* **Written instruction a**
Return every line of the rows below that contains the string "steel". Case counts.

* **Excerpted passage**
● ● ●
Relationship to Erlang

LFE is not:

  • A syntax overlay (it has different semantics via macros)
  • An FFI to Erlang (there is no foreign function interface)
  • A separate runtime (it is the BEAM VM)
  • An Erlang dialect (it's a different language that compiles to same target)

LFE is:

  • Semantically equivalent at the bytecode level
  • Perfectly interoperable with zero overhead
  • OTP-native (all behaviors, supervision, applications work)
  • Tool-compatible (Dialyzer, Observer, Debugger, etc. work seamlessly)

Code equivalence example:

;; LFE
(defun factorial (n)
  (factorial n 1))

(defun factorial (0 acc) acc)
(defun factorial (n acc) (when (> n 0))
  (factorial (- n 1) (* n acc)))
%% Equivalent Erlang
factorial(N) -> factorial(N, 1).

factorial(0, Acc) -> Acc;
factorial(N, Acc) when N > 0 ->
    factorial(N - 1, N * Acc).

Both compile to identical BEAM bytecode.

Relationship to Common Lisp

LFE borrows from Common Lisp:

  • Lisp-2 namespace separation (functions and variables distinct)
  • Macro style (lambda-based, not pattern-based)
  • Quote/backquote/comma syntax
  • Many function names (car, cdr, mapcar, etc.)

LFE differs from Common Lisp:

  • No CLOS (use Erlang records/behaviors instead)
  • No condition system (use Erlang try/catch/exit)
  • No mutable data structures (Erlang immutability)
  • Pattern matching is primary (vs. destructuring-bind)
  • Processes instead of threads
  • Message passing instead of shared state

Compatibility: The cl module provides 60+ CL functions with correct semantics (including () = false).

Relationship to Clojure

LFE borrows from Clojure:

  • Threading macros (->, ->>, as->, some->, etc.)
  • Conditional macros (if-let, when-let, condp)
  • Rich set of predicates
  • Lazy sequence concepts
  • Functional composition style

LFE differs from Clojure:

  • No persistent data structures (Erlang uses copying immutability)
  • No STM (Erlang uses actors/message passing)
  • Pattern matching is primary (vs. destructuring)
  • Lisp-2 (Clojure is Lisp-1)
  • S-expressions (Clojure has reader macros for vectors/maps)

Compatibility: The clj module provides threading macros and predicates with Clojure-like semantics.
● ● ●
* **Exercise material**
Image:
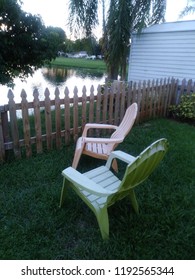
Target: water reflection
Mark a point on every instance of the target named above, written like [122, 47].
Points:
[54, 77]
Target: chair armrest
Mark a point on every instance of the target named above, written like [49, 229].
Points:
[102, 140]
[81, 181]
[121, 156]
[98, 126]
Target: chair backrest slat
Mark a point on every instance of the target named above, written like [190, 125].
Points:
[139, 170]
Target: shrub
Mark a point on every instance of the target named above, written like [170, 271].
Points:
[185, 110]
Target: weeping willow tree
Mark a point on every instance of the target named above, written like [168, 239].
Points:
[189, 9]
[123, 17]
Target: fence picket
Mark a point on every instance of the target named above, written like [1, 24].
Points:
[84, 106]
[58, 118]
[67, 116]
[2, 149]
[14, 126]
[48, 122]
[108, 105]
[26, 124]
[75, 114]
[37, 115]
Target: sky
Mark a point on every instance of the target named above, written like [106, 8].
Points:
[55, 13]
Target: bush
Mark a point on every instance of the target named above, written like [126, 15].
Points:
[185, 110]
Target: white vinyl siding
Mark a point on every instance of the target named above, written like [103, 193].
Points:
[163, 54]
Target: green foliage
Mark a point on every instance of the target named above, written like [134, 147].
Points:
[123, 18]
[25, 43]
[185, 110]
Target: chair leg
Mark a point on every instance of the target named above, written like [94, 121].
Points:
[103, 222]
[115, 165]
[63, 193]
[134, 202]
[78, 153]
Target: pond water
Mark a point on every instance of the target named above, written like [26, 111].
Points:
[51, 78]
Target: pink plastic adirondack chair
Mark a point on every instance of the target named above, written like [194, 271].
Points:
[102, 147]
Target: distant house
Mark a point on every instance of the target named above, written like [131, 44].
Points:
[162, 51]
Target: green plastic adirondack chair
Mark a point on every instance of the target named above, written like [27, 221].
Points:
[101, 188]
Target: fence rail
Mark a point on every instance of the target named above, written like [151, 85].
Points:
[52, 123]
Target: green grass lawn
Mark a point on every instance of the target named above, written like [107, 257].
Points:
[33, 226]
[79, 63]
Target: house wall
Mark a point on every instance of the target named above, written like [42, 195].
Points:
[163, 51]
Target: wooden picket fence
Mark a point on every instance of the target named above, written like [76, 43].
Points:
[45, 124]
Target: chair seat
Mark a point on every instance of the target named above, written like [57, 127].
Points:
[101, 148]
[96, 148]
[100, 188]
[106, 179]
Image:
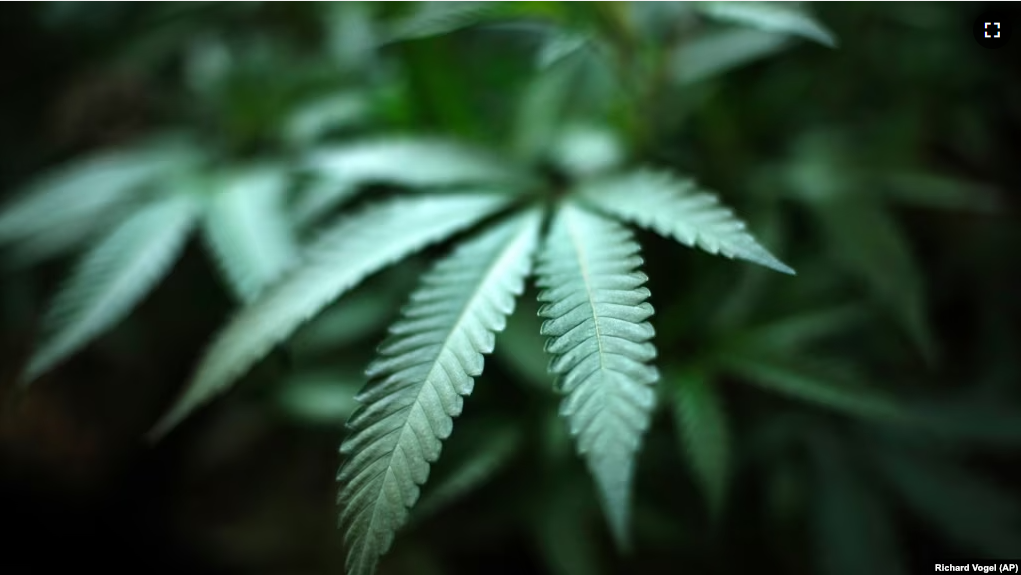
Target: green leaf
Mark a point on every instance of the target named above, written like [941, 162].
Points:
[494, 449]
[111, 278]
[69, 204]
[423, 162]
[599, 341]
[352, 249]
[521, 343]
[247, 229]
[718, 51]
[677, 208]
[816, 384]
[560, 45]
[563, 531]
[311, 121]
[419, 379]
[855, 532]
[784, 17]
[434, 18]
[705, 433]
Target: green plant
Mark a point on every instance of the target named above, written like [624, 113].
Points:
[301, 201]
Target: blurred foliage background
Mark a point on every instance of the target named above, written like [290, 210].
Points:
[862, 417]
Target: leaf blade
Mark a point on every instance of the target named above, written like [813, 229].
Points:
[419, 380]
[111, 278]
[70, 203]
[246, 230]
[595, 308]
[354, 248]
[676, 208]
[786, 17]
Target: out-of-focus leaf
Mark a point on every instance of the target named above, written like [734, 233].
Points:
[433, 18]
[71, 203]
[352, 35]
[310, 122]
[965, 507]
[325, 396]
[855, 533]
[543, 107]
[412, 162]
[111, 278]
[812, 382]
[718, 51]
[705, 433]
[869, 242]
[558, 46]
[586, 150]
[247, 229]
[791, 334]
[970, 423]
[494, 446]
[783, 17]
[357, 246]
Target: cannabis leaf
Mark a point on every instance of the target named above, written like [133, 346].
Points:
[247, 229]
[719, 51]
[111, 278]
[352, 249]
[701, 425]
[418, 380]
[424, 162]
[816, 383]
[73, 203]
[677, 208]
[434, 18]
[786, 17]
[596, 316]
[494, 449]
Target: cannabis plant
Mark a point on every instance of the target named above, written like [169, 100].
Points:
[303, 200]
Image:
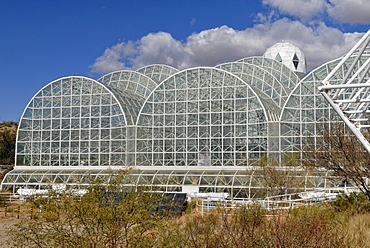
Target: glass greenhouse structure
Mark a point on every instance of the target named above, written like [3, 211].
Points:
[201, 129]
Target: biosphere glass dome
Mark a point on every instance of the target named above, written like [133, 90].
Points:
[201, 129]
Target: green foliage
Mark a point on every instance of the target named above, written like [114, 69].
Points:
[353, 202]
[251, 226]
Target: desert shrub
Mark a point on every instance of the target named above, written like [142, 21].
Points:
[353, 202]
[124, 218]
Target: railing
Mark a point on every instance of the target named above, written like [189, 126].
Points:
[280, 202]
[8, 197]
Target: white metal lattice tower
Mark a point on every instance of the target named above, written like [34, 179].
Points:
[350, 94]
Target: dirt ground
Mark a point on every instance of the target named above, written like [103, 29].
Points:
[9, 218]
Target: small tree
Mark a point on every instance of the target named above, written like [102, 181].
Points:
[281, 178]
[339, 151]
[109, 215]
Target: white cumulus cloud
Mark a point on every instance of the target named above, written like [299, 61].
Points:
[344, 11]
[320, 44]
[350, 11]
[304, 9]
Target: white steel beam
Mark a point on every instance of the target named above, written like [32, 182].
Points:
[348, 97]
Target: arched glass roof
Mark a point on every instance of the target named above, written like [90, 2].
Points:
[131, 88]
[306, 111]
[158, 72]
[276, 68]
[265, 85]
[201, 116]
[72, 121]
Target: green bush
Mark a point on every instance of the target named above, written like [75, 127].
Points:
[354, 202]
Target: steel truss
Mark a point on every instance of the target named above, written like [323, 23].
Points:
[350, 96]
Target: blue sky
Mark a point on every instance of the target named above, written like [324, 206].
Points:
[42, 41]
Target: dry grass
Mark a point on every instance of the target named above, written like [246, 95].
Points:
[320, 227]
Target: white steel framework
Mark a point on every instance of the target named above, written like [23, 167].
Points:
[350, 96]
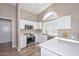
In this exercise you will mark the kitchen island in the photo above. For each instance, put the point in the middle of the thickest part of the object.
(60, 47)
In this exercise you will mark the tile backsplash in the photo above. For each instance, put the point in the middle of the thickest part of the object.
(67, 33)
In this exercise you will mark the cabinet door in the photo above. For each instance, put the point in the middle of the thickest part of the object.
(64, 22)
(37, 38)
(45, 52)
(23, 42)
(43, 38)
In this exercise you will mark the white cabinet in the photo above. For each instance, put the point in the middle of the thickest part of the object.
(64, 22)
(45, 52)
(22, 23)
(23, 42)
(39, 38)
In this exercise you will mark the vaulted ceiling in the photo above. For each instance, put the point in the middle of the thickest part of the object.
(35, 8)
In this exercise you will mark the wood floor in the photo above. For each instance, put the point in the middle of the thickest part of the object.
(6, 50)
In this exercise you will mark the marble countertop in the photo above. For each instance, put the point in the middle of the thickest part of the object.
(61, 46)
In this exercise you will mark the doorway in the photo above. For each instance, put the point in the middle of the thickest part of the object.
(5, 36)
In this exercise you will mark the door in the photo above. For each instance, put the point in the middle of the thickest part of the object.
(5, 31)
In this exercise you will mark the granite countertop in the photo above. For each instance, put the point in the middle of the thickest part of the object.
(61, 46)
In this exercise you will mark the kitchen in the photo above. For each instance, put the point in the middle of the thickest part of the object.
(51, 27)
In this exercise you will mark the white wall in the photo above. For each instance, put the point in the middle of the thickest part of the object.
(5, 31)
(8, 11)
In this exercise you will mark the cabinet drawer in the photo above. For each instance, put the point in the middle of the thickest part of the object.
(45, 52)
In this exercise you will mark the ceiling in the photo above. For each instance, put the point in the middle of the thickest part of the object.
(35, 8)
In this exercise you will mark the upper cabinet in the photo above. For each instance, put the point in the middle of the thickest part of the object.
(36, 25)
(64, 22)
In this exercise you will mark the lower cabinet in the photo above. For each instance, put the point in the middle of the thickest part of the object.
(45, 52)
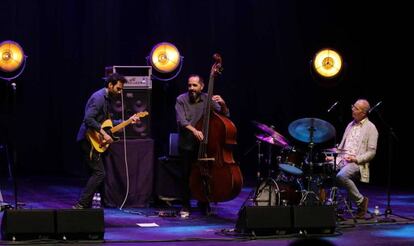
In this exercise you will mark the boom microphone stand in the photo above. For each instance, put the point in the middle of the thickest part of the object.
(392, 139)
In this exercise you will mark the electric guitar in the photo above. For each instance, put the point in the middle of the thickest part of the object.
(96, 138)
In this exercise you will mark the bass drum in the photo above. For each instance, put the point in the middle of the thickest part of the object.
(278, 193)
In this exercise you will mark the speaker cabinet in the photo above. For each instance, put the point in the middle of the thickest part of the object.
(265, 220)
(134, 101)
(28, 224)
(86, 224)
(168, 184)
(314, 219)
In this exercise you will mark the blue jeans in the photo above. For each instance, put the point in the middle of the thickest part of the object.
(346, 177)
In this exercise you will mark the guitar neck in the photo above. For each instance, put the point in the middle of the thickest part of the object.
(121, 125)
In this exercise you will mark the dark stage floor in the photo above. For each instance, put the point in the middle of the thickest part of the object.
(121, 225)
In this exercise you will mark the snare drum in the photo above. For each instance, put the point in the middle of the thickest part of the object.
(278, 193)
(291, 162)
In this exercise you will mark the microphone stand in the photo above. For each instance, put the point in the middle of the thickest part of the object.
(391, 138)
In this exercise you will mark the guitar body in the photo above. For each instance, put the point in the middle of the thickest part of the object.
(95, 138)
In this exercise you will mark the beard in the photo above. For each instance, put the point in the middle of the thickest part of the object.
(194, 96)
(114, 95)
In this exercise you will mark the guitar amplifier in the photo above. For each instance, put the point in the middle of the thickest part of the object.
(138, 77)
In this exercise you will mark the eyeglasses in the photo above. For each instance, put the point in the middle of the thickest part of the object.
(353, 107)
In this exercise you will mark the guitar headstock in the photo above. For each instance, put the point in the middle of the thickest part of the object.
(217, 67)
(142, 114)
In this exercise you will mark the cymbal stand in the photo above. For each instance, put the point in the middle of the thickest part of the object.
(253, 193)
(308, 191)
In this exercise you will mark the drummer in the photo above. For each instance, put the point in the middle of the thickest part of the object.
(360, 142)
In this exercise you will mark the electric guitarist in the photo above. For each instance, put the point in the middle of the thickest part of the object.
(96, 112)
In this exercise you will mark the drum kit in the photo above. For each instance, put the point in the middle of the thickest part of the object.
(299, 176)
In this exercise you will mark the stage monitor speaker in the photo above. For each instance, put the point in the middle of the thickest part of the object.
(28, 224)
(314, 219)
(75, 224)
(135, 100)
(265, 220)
● ● ●
* **Written instruction b**
In the LFE passage, what does the cl module provide?

* **Output a**
Target: white steel beam
Target: steel truss
Target: white steel framework

* **Output b**
60+ CL functions with correct semantics, including () = false.